## DESCRIPTION OF THE TASK
Count the lines of the material below that contain the string "floor". Case counts. Give only the number.

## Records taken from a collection
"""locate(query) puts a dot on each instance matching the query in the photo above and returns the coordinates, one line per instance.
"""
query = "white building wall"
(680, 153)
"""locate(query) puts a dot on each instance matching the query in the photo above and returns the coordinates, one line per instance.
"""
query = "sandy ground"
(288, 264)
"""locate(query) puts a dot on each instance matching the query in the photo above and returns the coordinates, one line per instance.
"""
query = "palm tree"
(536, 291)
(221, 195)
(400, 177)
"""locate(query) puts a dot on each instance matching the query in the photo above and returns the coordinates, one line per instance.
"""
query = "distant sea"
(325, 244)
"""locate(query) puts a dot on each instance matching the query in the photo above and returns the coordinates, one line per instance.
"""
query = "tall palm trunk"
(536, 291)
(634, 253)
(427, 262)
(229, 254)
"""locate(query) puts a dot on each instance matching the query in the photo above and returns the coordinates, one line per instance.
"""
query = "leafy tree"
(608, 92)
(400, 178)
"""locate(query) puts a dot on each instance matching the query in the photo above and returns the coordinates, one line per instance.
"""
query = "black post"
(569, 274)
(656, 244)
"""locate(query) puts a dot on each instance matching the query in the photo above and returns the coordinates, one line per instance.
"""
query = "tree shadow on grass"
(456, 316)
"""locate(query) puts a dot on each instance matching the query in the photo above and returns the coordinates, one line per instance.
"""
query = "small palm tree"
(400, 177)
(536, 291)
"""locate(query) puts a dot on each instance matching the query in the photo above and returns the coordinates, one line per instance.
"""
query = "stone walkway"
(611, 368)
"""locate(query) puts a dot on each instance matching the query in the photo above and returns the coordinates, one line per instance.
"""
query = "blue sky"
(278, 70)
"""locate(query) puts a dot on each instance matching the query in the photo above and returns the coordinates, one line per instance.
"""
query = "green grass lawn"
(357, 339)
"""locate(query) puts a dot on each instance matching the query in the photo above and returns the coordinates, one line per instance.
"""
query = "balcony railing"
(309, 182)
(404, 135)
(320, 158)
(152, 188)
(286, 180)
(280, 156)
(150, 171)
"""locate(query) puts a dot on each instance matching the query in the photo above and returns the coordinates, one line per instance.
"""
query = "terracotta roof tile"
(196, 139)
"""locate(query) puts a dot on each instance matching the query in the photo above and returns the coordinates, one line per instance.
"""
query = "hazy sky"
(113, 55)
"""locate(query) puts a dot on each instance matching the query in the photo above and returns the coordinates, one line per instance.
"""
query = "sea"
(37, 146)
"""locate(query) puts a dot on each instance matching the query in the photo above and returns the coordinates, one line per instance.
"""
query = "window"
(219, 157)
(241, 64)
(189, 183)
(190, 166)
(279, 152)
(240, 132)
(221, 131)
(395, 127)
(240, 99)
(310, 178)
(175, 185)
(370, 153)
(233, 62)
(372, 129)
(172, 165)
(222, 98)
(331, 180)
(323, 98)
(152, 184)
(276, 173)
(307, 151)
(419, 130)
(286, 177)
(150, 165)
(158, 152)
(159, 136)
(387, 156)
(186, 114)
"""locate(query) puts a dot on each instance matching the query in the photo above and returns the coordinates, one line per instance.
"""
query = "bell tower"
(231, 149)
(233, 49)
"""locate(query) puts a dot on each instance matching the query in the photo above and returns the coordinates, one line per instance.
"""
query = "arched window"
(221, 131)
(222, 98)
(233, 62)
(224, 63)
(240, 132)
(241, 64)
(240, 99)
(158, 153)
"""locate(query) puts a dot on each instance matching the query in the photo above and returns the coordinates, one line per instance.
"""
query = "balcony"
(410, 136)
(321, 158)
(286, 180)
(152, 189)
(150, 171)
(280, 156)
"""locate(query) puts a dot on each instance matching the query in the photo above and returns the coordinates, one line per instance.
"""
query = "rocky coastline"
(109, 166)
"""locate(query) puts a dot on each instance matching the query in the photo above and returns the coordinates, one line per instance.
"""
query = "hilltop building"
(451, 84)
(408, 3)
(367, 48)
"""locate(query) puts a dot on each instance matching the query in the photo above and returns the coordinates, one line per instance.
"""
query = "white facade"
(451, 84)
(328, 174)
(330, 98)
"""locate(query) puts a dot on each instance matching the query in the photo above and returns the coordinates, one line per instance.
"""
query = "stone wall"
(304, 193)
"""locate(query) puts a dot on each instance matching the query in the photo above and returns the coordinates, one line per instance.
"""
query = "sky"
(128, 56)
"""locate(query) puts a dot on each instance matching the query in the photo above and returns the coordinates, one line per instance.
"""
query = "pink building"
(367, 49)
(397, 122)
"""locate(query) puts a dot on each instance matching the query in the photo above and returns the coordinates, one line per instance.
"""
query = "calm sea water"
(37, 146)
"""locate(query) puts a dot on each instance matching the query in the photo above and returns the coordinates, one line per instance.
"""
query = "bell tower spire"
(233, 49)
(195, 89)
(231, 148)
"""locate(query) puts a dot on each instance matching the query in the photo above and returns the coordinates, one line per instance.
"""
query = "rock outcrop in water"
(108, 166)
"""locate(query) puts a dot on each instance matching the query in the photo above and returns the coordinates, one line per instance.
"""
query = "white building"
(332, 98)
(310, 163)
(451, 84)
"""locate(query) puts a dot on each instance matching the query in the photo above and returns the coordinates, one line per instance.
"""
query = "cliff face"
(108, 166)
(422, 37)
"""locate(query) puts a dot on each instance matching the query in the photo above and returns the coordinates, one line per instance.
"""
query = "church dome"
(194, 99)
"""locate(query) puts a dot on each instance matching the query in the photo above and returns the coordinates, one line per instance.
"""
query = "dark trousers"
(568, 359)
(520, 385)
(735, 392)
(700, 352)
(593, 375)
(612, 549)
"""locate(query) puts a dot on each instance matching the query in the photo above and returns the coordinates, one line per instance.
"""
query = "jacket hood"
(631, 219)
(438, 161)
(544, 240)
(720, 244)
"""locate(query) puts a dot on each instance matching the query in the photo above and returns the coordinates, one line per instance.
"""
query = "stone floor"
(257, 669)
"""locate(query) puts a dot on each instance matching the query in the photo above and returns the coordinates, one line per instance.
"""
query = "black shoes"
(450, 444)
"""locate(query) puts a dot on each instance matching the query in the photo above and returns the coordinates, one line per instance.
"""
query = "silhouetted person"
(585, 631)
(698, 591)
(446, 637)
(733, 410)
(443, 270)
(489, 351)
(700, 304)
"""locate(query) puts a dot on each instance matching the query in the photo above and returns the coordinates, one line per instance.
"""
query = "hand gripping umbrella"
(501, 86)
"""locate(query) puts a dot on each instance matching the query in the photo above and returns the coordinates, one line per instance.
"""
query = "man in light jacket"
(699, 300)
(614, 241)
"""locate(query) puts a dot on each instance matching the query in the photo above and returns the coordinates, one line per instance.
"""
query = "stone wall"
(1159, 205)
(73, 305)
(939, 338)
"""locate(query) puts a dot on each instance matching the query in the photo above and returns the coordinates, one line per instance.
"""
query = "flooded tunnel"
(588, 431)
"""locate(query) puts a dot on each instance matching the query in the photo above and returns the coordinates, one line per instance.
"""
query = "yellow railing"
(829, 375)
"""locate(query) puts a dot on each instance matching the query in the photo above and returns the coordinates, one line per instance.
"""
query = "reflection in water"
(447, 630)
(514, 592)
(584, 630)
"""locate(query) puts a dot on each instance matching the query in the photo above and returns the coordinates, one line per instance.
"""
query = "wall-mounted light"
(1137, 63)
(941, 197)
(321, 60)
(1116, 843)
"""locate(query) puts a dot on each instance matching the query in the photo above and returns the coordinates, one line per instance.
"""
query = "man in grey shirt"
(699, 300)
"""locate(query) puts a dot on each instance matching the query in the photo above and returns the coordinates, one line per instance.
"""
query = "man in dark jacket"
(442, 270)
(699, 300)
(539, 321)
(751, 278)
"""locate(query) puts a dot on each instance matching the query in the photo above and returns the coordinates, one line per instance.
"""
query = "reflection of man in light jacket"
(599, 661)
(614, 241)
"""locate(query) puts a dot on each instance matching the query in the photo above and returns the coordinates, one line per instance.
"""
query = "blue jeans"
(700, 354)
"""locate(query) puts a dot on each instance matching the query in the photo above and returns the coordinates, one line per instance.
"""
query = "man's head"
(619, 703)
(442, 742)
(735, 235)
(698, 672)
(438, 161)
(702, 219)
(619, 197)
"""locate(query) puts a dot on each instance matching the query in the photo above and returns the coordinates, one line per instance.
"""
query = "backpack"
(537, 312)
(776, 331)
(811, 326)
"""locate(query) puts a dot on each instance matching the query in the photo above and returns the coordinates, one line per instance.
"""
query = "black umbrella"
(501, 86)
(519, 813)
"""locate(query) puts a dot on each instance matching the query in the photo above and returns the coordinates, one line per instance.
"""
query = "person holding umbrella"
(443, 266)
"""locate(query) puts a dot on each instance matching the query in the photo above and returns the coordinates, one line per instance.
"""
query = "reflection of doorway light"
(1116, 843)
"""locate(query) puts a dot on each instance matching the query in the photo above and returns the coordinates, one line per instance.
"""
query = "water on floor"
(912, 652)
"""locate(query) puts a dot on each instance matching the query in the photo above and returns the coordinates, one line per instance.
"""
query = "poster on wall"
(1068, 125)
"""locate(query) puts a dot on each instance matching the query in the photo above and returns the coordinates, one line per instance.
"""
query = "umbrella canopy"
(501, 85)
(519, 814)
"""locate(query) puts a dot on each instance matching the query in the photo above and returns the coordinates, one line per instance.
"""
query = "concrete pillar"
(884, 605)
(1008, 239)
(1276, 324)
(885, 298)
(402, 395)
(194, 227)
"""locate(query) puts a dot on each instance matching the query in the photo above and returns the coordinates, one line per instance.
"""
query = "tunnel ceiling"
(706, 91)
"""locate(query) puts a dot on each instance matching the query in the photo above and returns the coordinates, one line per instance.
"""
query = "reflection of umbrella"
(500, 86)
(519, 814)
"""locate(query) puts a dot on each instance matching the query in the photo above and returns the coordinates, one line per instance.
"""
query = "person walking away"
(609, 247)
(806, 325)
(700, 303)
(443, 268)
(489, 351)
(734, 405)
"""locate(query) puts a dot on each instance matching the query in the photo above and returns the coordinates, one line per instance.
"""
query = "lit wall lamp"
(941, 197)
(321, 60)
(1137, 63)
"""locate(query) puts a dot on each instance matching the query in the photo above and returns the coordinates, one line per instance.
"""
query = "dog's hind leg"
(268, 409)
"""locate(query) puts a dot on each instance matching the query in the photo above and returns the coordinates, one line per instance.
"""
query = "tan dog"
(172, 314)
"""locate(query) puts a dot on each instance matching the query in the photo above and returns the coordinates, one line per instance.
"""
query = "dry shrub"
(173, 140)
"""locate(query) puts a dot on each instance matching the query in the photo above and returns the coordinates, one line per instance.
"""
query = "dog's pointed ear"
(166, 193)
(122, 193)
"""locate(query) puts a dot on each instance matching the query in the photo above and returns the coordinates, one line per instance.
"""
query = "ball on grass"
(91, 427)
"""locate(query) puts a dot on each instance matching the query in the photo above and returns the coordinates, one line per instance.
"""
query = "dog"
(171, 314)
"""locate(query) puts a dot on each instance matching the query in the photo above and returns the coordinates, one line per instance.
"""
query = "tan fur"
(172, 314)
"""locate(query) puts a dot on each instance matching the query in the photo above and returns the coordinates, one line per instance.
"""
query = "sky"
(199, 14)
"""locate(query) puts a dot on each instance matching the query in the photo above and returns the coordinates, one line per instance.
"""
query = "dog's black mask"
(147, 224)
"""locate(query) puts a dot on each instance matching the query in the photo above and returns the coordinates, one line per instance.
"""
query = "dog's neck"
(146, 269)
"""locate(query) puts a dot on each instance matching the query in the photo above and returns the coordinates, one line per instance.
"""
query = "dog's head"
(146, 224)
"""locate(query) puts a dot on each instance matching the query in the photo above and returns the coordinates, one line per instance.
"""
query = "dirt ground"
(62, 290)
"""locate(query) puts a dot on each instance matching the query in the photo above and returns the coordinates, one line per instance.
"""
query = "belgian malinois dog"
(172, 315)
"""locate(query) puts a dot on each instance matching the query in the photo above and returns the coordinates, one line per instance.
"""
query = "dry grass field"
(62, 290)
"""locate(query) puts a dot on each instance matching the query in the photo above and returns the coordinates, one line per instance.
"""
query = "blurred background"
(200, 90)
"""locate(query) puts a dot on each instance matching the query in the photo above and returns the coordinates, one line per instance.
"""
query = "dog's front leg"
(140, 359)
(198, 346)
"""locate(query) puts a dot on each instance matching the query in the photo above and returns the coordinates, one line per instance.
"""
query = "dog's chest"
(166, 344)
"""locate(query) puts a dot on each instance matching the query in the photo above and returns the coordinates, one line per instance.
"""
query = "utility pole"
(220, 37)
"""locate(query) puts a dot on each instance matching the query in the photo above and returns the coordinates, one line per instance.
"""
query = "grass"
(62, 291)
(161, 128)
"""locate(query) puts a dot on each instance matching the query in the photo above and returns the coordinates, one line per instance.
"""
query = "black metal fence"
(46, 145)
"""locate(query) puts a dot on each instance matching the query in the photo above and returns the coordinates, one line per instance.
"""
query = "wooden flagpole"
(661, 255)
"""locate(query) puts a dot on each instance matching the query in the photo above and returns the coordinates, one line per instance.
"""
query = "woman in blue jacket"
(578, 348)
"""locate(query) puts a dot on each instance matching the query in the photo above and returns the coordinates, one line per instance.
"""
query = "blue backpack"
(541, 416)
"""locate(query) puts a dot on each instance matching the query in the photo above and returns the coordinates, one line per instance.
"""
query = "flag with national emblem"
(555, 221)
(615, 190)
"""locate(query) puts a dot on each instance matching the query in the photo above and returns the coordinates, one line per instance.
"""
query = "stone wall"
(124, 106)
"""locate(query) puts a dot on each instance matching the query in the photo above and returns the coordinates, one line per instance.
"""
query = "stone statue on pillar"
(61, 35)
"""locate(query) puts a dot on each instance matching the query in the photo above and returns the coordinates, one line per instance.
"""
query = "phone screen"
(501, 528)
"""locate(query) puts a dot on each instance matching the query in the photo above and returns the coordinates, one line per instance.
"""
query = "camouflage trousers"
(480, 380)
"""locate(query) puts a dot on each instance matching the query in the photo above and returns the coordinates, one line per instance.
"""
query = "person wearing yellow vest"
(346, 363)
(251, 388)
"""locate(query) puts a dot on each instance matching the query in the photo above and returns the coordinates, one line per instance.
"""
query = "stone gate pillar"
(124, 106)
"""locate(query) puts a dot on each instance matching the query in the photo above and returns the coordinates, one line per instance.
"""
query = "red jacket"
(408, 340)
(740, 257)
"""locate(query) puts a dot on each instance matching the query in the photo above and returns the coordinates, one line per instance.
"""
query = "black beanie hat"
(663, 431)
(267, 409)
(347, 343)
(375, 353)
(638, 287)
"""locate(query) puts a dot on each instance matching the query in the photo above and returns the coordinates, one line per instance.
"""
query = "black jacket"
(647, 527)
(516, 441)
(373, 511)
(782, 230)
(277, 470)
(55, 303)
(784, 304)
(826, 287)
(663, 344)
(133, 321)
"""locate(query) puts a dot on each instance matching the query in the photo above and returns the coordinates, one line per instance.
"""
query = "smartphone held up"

## CORRECT ANSWER
2